Given exercise –
Give back every row below word for word, leaving out the pictures.

Task material –
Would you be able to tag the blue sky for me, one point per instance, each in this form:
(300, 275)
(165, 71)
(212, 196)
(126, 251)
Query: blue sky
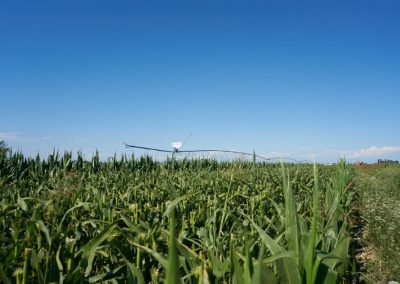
(305, 79)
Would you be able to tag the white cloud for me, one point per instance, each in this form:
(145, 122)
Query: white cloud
(47, 138)
(375, 151)
(13, 136)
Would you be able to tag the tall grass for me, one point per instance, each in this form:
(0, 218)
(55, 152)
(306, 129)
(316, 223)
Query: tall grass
(191, 221)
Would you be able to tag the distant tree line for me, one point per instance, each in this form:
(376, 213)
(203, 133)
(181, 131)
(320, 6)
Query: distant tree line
(385, 161)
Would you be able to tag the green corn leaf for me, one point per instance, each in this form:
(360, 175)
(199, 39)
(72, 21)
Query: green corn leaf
(92, 245)
(173, 263)
(288, 270)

Result for this task –
Would you be able to tag the blue sky for me, one point per instance, each in this form:
(300, 275)
(165, 71)
(212, 196)
(126, 251)
Query: blue sky
(305, 79)
Would you be able to tag the white cloud for me, one point per instance, each in this form:
(145, 122)
Query: white cloud
(47, 138)
(375, 151)
(13, 136)
Would you be able to tag the tall grass for me, one point per instance, each in this form:
(0, 218)
(55, 152)
(306, 129)
(316, 223)
Query: tall grass
(191, 221)
Would you be able to tag the distant tree line for me, one point per instance, each in this form:
(376, 213)
(203, 133)
(181, 131)
(320, 6)
Query: distant tree line
(385, 161)
Would you be able to tag the green corn leaf for me, one point per instance, each in this form:
(360, 175)
(199, 39)
(72, 21)
Query: green corn leaf
(92, 245)
(173, 263)
(288, 270)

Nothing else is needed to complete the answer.